:: Data to examine ::

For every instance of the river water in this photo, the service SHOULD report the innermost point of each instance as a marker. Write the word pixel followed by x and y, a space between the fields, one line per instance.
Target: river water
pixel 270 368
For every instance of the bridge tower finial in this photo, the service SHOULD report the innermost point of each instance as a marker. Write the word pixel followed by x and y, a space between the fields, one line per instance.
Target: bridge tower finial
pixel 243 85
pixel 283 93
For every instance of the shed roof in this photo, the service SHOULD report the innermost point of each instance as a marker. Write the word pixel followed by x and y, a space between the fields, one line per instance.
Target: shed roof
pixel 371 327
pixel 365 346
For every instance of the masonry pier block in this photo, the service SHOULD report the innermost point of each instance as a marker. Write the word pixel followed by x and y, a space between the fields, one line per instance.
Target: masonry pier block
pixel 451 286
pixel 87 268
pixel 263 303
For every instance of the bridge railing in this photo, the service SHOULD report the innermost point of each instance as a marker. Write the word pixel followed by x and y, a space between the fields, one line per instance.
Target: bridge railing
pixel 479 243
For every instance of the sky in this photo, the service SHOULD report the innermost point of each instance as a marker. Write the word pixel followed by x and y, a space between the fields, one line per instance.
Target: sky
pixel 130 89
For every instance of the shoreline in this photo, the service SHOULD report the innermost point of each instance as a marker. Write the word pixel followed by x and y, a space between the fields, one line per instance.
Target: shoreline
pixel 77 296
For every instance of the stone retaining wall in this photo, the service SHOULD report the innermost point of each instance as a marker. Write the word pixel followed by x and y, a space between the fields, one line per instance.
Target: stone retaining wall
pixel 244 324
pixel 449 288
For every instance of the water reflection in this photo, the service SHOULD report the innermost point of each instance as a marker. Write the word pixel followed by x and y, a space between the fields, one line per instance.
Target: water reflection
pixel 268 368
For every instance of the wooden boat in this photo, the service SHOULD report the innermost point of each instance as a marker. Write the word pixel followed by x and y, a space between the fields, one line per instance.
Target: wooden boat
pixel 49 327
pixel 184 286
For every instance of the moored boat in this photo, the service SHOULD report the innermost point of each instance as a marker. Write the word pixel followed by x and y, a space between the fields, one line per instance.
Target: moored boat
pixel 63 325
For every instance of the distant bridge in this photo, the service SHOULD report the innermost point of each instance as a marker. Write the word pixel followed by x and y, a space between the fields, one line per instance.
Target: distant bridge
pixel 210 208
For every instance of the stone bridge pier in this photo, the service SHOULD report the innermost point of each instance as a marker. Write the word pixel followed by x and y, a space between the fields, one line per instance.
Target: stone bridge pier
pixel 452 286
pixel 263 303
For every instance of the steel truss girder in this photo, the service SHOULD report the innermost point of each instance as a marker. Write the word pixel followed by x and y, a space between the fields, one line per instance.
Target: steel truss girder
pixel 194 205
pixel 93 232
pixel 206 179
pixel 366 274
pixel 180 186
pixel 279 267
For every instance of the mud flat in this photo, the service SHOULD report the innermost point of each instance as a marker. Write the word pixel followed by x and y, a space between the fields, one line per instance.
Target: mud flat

:::

Each record, exactly as written, is to be printed again.

For every instance of the river water in this photo, the service SHOULD report the innermost point of each instance as a marker. Write the word pixel followed by x and y, a space between the fields, one line per instance.
Target: river water
pixel 270 368
For every instance of the bridge tower finial in this photo, the service SHOULD report the innermost point of each instance as a marker. Write the word pixel followed by x and y, a space between the fields, one line per instance.
Target: bridge tower finial
pixel 243 85
pixel 283 93
For every instance of the shed roof in this photo, the service SHOULD report the innermost point of each instance as a marker. Write the word pixel followed by x and y, a space between the fields, one line per instance.
Target: shed roof
pixel 371 327
pixel 365 346
For every instance of the masonry pier block in this photo, the service SHOULD report the innermost point of each instance as a marker. Write the word pixel followed by x and y, a space between the fields, one line per instance.
Target: masonry pier block
pixel 451 286
pixel 87 268
pixel 263 303
For every instance of the bridge railing in this photo, the service SHOULD report the innermost point of each instance as a marker. Write the word pixel followed by x and y, a space between the fields, one line per instance.
Target: bridge railing
pixel 479 243
For every instance of the sky in this photo, the service SHOULD report the innermost point of each instance as a marker. Write the word pixel followed by x and y, a space between the fields, one line per instance.
Target: sky
pixel 130 89
For every instance of the shoreline in this photo, the service SHOULD report the innermost point of each instance as a marker. Write the word pixel followed by x and y, a space between the fields, one line per instance.
Target: shoreline
pixel 77 296
For every instance of the stone retaining wall in this photo, the service SHOULD report the innermost point of each instance as a marker. Write the word pixel followed by x and y, a space between the fields, one line per instance.
Target: stone retaining wall
pixel 244 324
pixel 449 288
For every instance of the water reflection in this photo, the service SHOULD report the innermost point of each instance as a marker. Write the word pixel followed by x and y, a space between the fields, one line per instance.
Target: water reflection
pixel 268 368
For every instance of the wooden boat in this photo, the service SHOULD report the innermost point of each instance as a marker. Write the word pixel followed by x and y, a space between the fields, one line per instance.
Target: wooden boat
pixel 49 327
pixel 184 286
For every instance of the moored boat in this photo, the service SHOULD report the innermost point of each instance as a marker. Write the word pixel followed by x and y, a space between the fields, one line per instance.
Target: moored boat
pixel 63 325
For every instance of the distant bridge in this photo, the service SHOULD report the innermost point of each instance as a marker. Write the word pixel followed by x and y, a space between the fields, one line per instance.
Target: distant bridge
pixel 210 208
For every instance of the stone bridge pier in this photo, the service SHOULD report the innermost point of each instance as a marker. Write the word pixel followed by x and y, a space between the fields, one line per instance.
Target: stone bridge pier
pixel 452 286
pixel 263 303
For every instance of the steel truss girder in this photo, the service SHOULD report the innermost point of each instance as a marker. Write the word pixel followed by x and y, a space between the fields, one line per instance.
Target: steel truss girder
pixel 194 205
pixel 93 232
pixel 206 179
pixel 366 274
pixel 180 186
pixel 279 267
For every instance of the mud flat in this photo, the service SHOULD report the innermost point of each instance as a marker. Write the word pixel followed by x and y, a space between the fields, one line per instance.
Target: mud flat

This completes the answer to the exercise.